*** Document text

The Siege of Skipton Castle

In December 1642, royalist Skipton Castle (its flag can just been seen above, among the trees) was attacked by Parliamentary troops. The register of neighbouring Holy Trinity Church records the first defender’s death as 23rd of that month. In August 1645, Major General Sydenham Poyntz had captured the church and the castle’s outworks and began a siege of the castle. This was soon called off as he was needed at Newark. Later that year, the first civil war was all but over but the castle still held out for the King. On 20th November, 2,000 parliamentary foot and 2,000 horse arrived to finish the job. On 21st December, Sir John Mallory, its governor and MP for Ripon, surrendered it to Colonel Richard Thornton.

Skipton Castle was well defended and had a secret well near the present gift shop from which fresh drinking water could be obtained. It was well garrisoned with its men previously mounting raids against Keighley, plundering the parliamentarians there. So why did it fall so quickly?  High up on Park Hill, to the castle’s North West, parliamentary artillery was placed. They rained down their cannonballs on the defenders. Local tradition says that sheep fleeces were hung over the battlements to cushion the artillery’s blows, but this ultimately failed.

******
*** Material

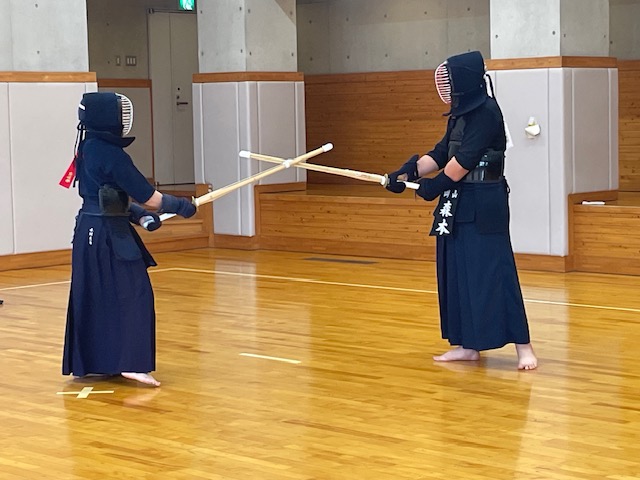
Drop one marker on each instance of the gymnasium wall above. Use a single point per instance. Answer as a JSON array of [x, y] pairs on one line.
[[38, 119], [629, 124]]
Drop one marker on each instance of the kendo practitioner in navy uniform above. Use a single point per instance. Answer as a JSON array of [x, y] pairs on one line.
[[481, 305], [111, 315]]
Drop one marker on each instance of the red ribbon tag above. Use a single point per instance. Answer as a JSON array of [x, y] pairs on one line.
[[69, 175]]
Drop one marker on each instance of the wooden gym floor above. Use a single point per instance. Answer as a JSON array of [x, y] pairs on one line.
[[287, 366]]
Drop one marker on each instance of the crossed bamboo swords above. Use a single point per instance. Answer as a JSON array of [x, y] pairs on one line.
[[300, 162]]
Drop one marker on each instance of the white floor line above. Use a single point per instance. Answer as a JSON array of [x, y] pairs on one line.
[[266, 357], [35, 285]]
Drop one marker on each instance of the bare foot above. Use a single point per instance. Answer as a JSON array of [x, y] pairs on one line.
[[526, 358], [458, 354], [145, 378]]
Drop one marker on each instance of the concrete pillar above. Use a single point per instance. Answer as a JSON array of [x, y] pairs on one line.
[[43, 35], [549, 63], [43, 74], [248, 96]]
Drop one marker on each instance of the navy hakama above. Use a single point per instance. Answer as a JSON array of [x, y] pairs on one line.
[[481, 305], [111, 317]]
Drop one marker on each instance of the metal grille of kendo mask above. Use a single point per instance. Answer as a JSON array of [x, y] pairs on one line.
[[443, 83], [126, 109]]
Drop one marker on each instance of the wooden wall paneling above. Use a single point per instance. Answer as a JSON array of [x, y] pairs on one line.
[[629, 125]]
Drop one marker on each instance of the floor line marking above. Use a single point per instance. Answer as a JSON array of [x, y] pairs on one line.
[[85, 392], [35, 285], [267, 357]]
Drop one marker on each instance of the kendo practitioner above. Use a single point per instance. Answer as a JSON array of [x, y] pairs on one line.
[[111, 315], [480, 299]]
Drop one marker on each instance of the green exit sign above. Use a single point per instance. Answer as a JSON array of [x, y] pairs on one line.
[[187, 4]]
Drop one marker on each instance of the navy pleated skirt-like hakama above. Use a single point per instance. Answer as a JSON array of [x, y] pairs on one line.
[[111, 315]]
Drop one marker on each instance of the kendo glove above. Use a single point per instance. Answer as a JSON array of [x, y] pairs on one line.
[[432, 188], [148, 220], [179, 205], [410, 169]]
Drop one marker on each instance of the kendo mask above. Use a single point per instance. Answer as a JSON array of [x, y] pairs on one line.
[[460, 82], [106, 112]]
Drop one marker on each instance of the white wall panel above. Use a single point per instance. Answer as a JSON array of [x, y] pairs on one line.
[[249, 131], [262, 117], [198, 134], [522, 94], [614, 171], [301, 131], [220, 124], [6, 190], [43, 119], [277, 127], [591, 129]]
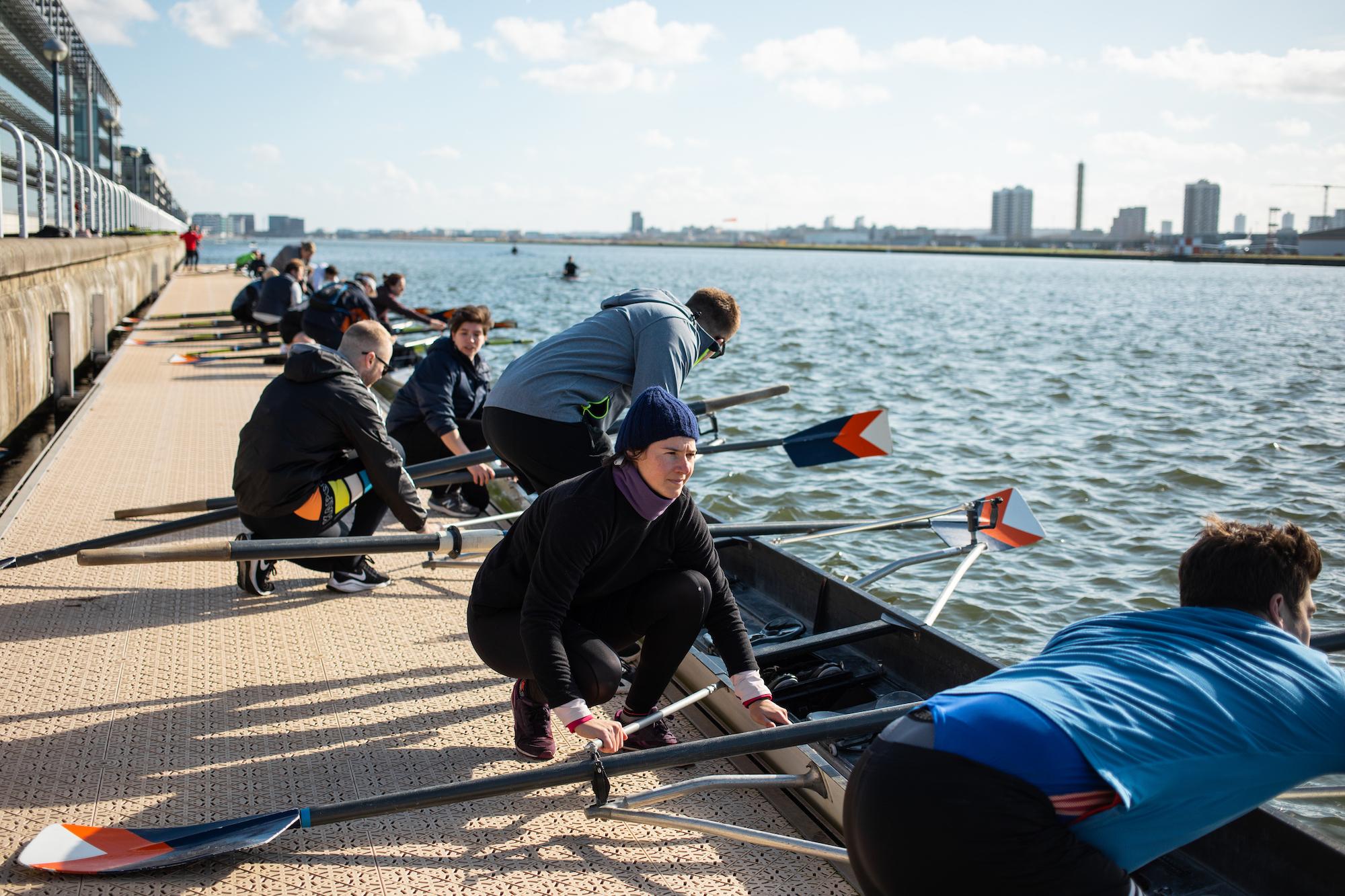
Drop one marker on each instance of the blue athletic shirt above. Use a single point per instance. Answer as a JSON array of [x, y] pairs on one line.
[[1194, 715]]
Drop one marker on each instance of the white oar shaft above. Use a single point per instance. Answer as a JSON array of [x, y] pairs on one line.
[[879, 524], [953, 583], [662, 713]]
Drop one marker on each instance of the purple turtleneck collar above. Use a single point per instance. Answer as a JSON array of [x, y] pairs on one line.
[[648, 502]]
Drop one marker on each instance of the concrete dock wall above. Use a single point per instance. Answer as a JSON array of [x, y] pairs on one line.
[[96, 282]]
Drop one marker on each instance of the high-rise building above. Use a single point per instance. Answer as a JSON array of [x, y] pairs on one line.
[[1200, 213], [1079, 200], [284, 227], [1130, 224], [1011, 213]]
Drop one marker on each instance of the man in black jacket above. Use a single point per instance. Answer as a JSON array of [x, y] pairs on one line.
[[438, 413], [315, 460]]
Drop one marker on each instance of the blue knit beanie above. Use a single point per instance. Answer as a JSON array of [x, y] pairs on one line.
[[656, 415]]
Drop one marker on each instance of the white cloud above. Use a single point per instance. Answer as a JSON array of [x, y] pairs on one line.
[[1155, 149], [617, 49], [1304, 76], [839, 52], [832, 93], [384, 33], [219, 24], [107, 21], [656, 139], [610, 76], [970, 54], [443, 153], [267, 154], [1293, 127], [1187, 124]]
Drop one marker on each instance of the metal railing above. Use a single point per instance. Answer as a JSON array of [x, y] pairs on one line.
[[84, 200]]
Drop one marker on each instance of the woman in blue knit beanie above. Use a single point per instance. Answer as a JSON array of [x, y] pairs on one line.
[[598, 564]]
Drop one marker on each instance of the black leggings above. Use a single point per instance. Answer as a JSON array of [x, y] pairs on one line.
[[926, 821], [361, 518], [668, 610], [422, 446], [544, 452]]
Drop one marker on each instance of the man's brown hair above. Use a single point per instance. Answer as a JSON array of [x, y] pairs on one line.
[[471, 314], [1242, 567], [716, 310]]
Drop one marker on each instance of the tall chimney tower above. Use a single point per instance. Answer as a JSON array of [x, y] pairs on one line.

******
*** Material

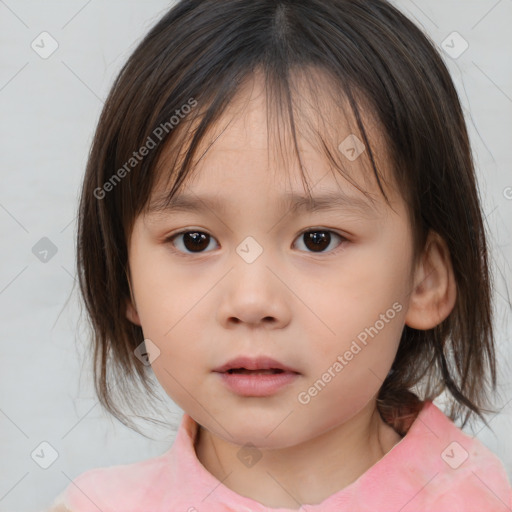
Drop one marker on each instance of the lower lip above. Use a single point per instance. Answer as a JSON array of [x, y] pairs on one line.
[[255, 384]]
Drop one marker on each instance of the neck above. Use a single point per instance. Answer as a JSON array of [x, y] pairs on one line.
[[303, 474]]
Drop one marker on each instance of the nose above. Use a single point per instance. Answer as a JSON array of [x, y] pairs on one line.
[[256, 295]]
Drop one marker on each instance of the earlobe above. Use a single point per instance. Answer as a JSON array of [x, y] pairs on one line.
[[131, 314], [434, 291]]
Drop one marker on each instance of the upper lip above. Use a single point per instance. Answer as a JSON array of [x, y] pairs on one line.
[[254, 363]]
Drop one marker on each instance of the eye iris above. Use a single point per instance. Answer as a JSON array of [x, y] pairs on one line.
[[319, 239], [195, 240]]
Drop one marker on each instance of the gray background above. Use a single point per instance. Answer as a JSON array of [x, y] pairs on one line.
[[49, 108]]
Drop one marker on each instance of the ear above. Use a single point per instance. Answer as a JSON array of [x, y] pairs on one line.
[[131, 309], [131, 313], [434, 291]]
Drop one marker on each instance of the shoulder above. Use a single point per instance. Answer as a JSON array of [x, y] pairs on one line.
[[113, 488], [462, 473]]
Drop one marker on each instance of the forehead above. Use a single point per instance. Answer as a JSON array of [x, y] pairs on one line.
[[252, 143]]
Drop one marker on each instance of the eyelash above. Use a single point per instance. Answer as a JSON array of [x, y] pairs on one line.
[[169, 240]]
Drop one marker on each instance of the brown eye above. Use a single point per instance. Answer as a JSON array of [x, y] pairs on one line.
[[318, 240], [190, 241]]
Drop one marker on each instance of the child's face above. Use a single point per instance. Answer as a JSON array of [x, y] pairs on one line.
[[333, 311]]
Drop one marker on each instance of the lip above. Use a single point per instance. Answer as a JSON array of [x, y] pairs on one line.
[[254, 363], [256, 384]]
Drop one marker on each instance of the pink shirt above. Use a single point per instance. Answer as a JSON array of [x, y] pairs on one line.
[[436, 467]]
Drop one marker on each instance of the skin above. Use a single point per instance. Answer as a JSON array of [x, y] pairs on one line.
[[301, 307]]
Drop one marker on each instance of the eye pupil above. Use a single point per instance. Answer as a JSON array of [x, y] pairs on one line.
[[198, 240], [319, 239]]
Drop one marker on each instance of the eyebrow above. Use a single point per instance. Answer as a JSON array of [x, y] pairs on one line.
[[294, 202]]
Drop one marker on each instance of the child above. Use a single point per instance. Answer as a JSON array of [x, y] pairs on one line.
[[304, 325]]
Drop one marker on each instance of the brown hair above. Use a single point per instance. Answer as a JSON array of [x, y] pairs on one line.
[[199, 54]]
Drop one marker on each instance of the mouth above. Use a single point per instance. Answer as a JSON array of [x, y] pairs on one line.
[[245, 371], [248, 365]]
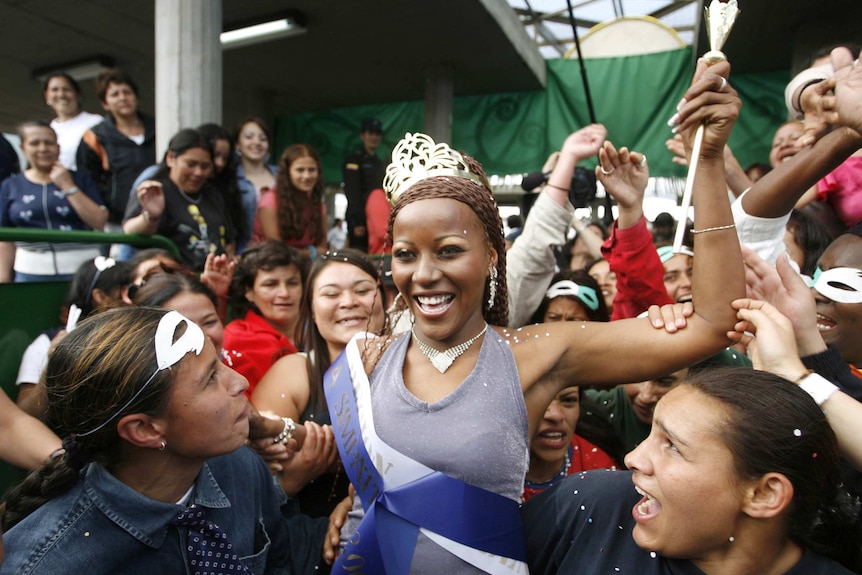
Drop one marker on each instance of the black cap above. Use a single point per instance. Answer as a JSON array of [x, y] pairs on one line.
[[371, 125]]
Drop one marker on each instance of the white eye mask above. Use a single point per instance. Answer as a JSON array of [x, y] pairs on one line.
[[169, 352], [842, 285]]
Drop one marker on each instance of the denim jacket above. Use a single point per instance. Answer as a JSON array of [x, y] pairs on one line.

******

What is expected:
Continue the account of the siege of Skipton Castle from the point where it stops.

Output for this task:
Earthworks can still be seen atop the hill

Firing from higher ground made the attacker less vincible to counter attack; furthermore, their own projectiles were aided by gravity as they descended on targets with greater force. Thus Skipton’s castle took a real battering and there was little they could do about it.

Descending to the enemy’s level makes the fight harder and less winnable:

Wisdom takes its stand on high ground,

   by the wayside where the roads meet,

near the gates to the city.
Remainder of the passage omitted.